----- Material for this task -----
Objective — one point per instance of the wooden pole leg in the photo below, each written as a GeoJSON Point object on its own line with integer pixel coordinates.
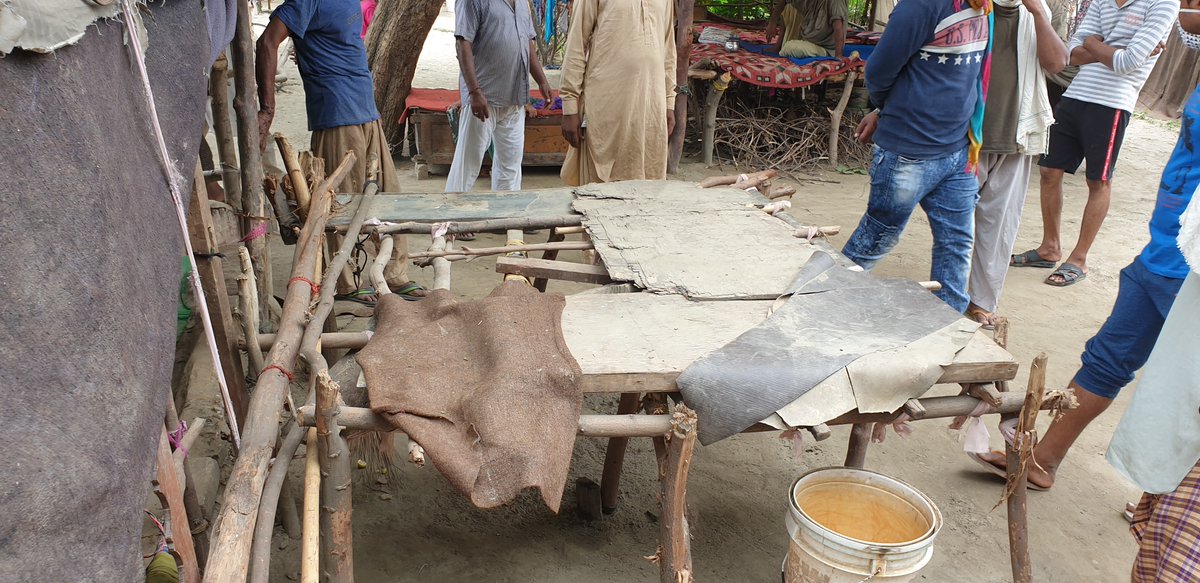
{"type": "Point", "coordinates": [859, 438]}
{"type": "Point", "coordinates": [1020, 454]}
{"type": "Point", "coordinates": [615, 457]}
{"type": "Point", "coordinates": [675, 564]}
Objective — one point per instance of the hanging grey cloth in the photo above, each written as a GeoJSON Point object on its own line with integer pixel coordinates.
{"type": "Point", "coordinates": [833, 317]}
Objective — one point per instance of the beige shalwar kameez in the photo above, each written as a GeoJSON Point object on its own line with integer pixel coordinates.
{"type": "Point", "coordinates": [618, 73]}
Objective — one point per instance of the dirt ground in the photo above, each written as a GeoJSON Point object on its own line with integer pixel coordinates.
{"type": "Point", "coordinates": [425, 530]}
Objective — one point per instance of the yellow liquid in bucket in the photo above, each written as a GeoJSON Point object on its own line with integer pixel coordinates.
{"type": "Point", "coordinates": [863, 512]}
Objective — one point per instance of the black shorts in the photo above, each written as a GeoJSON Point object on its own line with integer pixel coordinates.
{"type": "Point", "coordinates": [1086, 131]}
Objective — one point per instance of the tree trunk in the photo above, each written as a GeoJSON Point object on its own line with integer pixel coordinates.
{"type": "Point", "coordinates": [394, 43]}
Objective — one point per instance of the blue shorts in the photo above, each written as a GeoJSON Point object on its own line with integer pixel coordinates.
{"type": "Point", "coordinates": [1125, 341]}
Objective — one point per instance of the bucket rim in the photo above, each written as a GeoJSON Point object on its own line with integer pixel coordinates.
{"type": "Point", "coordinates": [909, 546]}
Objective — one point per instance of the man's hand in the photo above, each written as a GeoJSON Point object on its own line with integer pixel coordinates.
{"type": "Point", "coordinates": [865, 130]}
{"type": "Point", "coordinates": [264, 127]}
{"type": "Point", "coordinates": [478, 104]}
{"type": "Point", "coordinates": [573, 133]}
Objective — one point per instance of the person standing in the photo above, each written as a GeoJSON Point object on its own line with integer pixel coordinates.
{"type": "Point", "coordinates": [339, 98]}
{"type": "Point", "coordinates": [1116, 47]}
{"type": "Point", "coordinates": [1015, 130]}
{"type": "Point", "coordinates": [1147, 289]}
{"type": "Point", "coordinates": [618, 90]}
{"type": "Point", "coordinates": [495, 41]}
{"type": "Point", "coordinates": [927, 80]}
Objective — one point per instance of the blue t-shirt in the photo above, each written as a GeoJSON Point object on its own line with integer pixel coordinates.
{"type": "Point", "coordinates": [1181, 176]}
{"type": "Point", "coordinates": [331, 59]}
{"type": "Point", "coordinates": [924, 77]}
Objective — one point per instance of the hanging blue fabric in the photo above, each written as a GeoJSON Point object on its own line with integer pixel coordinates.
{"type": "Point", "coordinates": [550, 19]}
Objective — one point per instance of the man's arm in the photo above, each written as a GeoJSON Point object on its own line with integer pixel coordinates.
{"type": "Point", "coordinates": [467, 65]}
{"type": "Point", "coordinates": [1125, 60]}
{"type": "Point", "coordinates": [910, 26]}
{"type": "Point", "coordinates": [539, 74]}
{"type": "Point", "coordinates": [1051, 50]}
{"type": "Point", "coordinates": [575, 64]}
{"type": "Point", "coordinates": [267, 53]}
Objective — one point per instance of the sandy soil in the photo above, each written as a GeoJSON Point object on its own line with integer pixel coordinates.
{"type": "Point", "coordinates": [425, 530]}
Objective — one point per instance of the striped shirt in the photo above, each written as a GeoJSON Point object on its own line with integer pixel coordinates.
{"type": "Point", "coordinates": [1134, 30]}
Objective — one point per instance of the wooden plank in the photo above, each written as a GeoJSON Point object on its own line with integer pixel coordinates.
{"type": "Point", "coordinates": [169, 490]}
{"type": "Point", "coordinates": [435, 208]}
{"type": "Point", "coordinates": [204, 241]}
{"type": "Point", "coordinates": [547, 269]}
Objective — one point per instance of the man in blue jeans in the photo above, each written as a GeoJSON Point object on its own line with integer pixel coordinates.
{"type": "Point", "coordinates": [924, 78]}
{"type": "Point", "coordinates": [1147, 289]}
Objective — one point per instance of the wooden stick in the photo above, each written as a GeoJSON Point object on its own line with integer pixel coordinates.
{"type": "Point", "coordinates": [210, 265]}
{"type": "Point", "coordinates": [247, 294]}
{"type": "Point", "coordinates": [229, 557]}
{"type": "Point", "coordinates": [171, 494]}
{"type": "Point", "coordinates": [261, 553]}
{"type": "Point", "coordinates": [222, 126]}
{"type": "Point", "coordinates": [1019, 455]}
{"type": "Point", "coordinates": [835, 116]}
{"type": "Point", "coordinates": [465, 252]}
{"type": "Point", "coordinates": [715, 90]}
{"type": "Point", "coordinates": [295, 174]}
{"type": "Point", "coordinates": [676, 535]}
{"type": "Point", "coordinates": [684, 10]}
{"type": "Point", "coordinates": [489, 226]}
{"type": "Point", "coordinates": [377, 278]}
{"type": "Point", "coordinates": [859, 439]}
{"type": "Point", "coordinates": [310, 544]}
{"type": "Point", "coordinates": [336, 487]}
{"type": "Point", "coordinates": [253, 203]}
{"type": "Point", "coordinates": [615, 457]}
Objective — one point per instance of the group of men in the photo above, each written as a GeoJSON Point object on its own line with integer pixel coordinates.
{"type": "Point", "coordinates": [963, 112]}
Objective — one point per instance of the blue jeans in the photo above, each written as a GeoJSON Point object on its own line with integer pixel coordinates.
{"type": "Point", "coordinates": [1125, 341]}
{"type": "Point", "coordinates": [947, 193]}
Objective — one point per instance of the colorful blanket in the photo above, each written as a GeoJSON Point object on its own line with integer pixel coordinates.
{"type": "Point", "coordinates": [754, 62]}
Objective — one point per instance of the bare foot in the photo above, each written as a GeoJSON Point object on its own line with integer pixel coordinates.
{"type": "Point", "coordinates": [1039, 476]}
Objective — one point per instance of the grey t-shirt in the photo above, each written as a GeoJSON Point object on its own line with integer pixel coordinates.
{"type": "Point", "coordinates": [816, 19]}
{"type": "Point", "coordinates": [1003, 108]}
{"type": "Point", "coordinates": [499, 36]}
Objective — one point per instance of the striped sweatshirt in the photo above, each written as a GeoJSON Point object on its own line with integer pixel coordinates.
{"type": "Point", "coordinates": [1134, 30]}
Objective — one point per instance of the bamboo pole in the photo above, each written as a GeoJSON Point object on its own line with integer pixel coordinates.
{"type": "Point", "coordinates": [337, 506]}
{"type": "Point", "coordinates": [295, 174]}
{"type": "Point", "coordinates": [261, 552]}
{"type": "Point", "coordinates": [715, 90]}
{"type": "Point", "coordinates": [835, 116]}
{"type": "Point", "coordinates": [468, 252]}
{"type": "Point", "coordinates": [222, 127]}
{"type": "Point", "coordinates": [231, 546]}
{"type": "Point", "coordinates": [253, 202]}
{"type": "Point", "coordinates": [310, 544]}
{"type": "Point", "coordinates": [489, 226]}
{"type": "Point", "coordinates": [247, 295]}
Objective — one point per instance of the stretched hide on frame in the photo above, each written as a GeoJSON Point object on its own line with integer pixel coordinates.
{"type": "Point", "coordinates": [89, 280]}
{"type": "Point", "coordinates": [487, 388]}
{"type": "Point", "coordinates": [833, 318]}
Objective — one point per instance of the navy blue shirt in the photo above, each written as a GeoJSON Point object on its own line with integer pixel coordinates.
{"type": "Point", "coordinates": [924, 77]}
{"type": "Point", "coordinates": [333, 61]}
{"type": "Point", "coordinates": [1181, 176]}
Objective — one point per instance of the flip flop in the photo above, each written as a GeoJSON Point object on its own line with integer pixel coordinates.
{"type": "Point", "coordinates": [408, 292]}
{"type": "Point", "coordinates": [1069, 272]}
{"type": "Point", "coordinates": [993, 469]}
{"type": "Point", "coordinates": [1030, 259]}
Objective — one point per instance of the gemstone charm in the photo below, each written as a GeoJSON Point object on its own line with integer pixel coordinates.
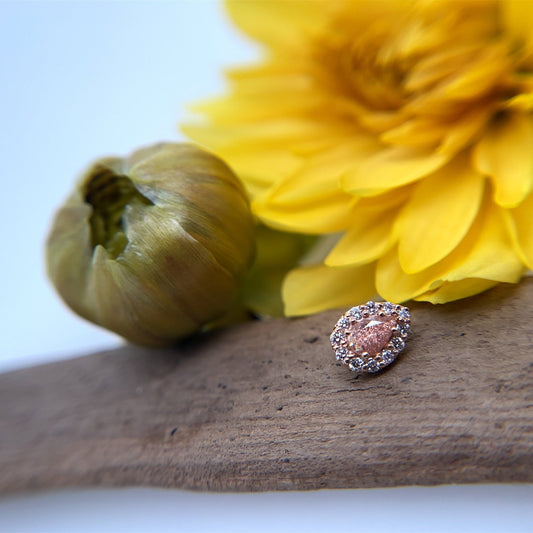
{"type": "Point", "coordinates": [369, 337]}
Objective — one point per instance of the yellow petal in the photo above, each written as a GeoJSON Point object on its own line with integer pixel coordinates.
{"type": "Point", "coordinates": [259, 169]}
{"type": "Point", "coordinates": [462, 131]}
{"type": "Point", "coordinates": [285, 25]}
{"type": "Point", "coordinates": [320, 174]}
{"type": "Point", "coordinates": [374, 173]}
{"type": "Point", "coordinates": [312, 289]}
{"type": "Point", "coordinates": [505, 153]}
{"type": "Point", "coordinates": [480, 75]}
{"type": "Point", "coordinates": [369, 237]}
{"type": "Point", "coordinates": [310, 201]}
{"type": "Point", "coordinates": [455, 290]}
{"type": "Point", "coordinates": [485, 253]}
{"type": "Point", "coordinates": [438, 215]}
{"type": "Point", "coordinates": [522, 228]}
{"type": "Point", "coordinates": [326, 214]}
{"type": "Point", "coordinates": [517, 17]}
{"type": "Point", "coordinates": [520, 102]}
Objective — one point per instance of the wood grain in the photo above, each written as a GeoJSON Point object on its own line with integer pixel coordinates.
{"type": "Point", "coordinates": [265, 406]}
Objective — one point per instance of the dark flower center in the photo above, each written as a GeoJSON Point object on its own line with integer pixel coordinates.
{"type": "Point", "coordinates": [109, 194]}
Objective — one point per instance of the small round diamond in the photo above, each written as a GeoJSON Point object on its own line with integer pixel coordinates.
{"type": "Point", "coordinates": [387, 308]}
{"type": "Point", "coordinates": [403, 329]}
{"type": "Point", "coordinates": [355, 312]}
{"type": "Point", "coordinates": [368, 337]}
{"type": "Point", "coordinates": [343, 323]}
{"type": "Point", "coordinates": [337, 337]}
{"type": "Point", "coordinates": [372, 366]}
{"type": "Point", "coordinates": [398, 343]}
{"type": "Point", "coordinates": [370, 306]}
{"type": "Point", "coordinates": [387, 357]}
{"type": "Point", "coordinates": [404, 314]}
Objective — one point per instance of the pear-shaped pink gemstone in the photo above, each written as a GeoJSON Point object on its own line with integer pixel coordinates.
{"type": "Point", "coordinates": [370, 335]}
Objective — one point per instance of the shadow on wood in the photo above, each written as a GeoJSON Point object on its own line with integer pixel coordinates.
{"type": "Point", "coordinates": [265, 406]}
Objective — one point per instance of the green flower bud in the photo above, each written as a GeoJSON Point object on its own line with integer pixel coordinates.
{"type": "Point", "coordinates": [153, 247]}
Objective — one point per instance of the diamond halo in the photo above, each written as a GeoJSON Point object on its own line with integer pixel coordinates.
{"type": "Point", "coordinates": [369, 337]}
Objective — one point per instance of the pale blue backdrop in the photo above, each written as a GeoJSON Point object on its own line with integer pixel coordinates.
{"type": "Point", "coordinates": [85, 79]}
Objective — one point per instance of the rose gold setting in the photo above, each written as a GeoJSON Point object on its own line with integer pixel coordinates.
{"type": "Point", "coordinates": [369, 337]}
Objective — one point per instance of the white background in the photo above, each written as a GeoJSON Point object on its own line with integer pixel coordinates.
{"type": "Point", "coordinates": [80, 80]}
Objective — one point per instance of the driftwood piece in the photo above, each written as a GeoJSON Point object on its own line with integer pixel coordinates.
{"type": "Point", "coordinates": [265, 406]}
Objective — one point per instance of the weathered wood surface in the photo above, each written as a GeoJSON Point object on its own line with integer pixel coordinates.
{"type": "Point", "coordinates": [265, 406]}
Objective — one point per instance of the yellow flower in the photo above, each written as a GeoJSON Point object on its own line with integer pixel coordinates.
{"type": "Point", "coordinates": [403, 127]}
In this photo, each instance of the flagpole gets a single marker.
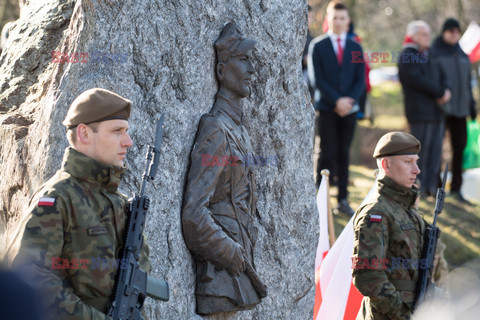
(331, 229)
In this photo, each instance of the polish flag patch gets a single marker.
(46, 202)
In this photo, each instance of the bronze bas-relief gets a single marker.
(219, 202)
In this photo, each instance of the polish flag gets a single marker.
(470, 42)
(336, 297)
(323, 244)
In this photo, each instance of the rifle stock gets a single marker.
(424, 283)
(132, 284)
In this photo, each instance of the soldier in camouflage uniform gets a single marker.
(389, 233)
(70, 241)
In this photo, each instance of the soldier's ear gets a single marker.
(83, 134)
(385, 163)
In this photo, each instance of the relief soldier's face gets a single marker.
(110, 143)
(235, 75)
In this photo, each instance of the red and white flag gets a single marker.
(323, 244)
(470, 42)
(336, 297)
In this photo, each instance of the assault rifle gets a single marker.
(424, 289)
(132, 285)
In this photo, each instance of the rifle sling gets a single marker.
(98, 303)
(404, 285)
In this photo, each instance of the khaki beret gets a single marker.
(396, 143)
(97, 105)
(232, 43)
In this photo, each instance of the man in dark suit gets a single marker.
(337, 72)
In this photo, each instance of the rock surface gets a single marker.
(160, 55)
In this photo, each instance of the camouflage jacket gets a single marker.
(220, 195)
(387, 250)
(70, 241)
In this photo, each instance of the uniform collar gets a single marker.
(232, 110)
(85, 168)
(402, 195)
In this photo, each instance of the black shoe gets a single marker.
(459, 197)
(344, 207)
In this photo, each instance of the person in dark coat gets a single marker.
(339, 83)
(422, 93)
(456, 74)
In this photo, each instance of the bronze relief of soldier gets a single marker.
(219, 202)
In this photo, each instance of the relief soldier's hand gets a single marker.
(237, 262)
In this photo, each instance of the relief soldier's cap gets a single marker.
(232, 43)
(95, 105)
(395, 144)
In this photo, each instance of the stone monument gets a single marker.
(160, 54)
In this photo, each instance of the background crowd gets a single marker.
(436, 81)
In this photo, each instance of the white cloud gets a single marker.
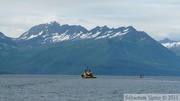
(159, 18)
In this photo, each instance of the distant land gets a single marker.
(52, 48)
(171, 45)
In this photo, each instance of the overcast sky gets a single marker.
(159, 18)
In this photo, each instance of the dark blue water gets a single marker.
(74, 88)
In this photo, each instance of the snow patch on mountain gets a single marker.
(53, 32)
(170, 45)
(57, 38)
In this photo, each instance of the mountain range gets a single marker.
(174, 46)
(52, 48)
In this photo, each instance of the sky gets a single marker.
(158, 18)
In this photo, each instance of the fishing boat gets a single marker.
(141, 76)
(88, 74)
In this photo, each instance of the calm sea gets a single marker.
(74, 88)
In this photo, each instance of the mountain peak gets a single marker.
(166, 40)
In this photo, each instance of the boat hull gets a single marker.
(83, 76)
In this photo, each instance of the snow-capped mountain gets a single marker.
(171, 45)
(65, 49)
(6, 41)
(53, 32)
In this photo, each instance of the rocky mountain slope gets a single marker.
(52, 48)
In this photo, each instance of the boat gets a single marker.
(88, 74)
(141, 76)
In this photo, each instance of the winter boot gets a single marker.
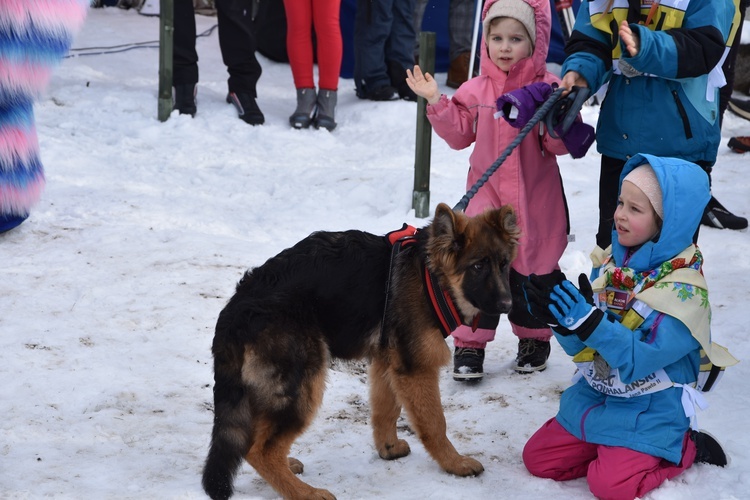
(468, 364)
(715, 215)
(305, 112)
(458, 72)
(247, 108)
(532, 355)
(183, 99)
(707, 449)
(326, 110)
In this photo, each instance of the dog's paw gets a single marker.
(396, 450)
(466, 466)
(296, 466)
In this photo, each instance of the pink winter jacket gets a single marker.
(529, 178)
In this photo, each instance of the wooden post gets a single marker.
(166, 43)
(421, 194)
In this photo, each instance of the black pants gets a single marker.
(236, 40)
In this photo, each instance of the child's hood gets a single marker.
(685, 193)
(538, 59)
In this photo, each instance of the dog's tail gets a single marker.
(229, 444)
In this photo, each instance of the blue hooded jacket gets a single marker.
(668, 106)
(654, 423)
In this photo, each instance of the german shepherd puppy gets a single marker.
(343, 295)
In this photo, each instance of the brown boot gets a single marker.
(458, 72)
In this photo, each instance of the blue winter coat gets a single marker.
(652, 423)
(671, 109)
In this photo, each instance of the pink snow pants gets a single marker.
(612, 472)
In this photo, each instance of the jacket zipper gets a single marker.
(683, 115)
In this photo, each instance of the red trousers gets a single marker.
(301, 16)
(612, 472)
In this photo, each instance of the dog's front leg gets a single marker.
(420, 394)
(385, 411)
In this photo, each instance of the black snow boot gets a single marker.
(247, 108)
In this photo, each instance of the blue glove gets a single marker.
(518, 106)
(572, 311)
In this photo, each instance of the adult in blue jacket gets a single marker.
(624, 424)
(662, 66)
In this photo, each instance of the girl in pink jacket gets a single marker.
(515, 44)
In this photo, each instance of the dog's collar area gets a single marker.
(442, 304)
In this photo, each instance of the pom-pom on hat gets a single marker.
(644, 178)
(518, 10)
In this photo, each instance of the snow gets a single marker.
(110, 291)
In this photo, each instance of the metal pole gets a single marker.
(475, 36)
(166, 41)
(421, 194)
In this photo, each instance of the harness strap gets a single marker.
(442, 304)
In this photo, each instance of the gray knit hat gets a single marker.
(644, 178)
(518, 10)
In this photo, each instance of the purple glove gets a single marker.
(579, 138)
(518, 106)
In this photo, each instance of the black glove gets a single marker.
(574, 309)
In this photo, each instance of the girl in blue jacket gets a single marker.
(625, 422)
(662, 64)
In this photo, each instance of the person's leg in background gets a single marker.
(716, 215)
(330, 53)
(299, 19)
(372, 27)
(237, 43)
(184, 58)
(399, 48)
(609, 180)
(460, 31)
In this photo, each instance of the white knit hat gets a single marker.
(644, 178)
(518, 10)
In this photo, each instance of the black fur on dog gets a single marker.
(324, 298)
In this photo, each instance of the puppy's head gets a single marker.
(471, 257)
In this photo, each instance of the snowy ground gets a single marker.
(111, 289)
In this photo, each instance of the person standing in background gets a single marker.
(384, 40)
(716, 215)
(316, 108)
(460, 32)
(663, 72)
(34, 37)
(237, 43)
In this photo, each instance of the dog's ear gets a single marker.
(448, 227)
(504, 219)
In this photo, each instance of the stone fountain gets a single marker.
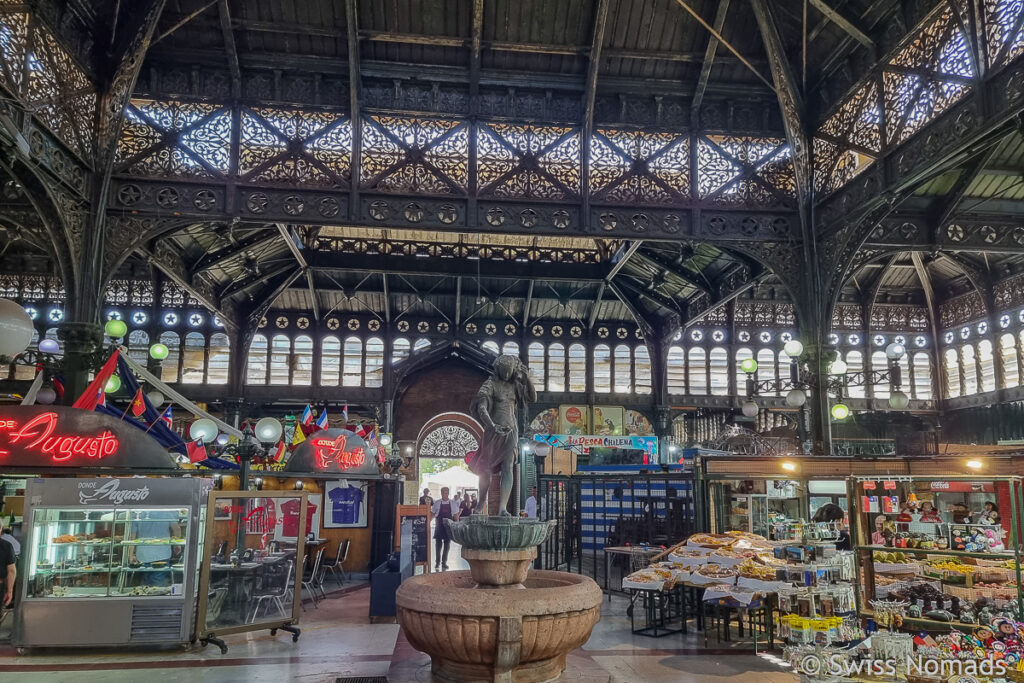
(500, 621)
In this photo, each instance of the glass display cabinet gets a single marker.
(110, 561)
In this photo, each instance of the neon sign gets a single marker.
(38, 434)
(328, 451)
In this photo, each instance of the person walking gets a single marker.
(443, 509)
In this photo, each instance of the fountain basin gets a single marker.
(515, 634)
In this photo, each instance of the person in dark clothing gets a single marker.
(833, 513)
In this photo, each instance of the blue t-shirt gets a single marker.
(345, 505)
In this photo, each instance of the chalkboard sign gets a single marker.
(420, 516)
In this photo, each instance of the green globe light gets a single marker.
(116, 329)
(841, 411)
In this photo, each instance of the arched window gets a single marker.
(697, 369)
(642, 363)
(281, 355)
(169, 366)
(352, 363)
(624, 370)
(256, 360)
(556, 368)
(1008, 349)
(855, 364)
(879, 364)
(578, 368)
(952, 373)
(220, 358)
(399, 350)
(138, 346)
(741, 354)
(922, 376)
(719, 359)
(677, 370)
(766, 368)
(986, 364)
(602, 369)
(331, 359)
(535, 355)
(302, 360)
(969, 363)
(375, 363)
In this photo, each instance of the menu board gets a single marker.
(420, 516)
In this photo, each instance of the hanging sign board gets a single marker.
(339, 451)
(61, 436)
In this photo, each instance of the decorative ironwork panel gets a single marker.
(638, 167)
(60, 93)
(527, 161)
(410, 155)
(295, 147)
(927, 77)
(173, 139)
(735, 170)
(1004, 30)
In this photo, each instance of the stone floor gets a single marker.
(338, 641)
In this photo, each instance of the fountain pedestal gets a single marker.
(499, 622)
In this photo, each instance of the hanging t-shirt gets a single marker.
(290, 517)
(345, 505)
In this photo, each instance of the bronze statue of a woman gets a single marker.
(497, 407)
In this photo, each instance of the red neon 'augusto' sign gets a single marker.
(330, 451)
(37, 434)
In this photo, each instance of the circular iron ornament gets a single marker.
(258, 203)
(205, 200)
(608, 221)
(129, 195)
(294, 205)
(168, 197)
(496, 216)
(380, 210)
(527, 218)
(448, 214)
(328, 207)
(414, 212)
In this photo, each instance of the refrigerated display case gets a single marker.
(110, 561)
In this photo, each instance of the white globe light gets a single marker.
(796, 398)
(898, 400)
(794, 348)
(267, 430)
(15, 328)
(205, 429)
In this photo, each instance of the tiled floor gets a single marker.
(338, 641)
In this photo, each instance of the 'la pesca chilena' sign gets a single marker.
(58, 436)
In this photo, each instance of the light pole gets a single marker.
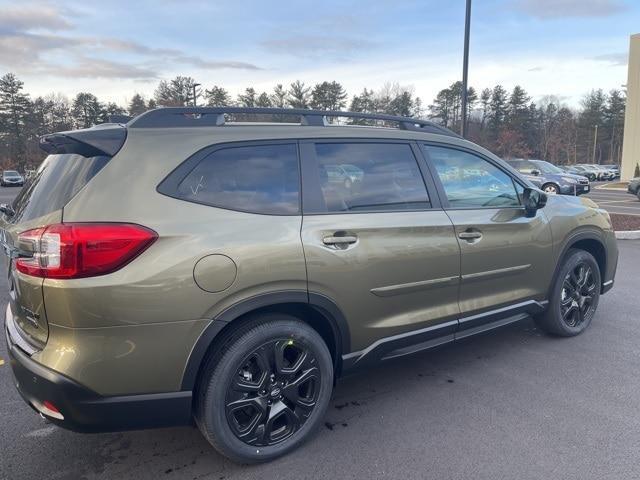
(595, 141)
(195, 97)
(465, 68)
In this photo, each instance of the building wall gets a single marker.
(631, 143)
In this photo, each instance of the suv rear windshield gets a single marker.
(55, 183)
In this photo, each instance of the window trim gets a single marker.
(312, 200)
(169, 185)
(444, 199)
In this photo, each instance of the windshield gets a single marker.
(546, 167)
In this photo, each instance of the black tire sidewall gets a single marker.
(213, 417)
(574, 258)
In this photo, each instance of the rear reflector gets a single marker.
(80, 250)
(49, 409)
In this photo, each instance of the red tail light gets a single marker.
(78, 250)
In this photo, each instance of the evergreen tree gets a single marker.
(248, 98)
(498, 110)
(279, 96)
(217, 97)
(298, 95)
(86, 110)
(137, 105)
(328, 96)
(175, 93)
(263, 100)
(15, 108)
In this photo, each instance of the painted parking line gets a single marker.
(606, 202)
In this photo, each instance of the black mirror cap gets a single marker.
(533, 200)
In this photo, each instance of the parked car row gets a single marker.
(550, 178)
-----
Task to carry out. From the line containing "In this photo, each instance of the windshield" to the last line of the material, please quote every line exactly and only those.

Answer to the problem.
In this photo, each instance of the windshield gets a single marker.
(546, 167)
In this photo, each instance of the black tire sidewall gets a single marker.
(213, 417)
(574, 258)
In this photo, each instance of the rear reflector gets a single marker.
(80, 250)
(49, 409)
In this photo, each instance of the red tail light gets a single marker.
(78, 250)
In this photo, each instance of the evergreen tree gets a single marker.
(248, 98)
(498, 110)
(279, 96)
(217, 97)
(298, 95)
(86, 110)
(137, 105)
(328, 96)
(175, 93)
(263, 100)
(15, 108)
In this photo, each instance of the painted parking line gets a single marker.
(606, 202)
In this photo, each instance of the black mirror cap gets a single marker.
(533, 200)
In this photo, each instance of the parked car row gets a single marker.
(550, 178)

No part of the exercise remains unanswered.